### ページ抜粋
大きな災害が起きると、真っ先に心配になるのが家族や友人の無事だ。電話やメールがつながらないと不安は増幅し、多くの負傷者が救急搬送されている病院や消防に問い合わせが殺到する。行方不明者の氏名公表について各地の対応が割れる一方、東日本大震災ではインターネットを活用した安否確認の新しい仕組みが役立った。

不明者のプライバシー 各地で公表非公表割れる

京都市は、市地域防災計画に基づき、安否確認の問い合わせに対応する専用窓口を設置し、専用班の職員が電話で応じるとしている。各避難所では、運営協議会が避難者名簿を作り、入り口などに掲示版を設けて避難者の氏名を公表する方針。その場合、避難者の意思を確認する方針という。

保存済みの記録
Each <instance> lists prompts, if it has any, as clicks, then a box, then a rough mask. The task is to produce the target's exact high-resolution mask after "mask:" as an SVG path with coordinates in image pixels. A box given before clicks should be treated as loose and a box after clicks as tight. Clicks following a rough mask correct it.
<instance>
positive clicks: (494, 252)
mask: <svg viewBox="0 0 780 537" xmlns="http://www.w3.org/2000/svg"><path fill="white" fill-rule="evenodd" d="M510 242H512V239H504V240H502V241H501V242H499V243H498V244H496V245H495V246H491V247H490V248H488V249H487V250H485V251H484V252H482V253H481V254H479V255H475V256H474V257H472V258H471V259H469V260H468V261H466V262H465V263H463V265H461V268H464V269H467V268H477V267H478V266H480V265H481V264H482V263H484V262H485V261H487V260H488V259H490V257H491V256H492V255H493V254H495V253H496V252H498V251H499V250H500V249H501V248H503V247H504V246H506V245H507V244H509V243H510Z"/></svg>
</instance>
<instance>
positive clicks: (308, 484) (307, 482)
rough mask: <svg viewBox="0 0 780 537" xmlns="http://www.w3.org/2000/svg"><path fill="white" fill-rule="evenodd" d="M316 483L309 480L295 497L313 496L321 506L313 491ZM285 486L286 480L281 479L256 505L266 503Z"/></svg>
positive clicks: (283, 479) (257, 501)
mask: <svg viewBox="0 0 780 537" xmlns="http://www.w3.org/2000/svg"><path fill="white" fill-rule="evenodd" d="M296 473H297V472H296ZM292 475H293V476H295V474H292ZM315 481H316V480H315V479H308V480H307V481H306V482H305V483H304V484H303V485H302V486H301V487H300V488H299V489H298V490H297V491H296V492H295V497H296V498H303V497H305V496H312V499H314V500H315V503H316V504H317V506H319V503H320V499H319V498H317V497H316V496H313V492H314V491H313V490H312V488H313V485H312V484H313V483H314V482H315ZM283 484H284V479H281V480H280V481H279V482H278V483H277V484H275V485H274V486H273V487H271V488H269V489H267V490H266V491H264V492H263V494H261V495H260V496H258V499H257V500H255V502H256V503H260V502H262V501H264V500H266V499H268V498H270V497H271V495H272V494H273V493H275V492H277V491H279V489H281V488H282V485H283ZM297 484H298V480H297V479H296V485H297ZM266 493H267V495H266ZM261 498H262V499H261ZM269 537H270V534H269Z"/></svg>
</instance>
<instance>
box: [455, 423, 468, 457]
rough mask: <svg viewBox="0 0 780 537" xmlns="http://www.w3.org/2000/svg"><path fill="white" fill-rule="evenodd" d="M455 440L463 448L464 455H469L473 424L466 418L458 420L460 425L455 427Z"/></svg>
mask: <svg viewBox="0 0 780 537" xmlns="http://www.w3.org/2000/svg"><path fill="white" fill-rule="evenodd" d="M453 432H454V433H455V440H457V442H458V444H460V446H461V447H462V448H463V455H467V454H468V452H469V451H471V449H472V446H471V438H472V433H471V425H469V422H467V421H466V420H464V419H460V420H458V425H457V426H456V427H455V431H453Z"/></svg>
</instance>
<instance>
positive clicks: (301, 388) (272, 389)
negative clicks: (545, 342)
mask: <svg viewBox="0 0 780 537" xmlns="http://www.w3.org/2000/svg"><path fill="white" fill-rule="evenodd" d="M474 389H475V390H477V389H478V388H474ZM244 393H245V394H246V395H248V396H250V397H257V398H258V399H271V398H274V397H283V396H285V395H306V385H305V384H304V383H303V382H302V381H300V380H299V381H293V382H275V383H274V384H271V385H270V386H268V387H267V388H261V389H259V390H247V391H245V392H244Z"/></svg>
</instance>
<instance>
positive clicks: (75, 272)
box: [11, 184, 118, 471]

### 求められること
安否確認についての文章のうち、「大きな災害が起きると、真っ先」から「の意思を確認する方針という。」までを、両端の語句も含めて一字も変えずに書き写してください。

### 回答欄
大きな災害が起きると、真っ先に心配になるのが家族や友人の無事だ。電話やメールがつながらないと不安は増幅し、多くの負傷者が救急搬送されている病院や消防に問い合わせが殺到する。行方不明者の氏名公表について各地の対応が割れる一方、東日本大震災ではインターネットを活用した安否確認の新しい仕組みが役立った。

不明者のプライバシー 各地で公表非公表割れる

京都市は、市地域防災計画に基づき、安否確認の問い合わせに対応する専用窓口を設置し、専用班の職員が電話で応じるとしている。各避難所では、運営協議会が避難者名簿を作り、入り口などに掲示版を設けて避難者の氏名を公表する方針。その場合、避難者の意思を確認する方針という。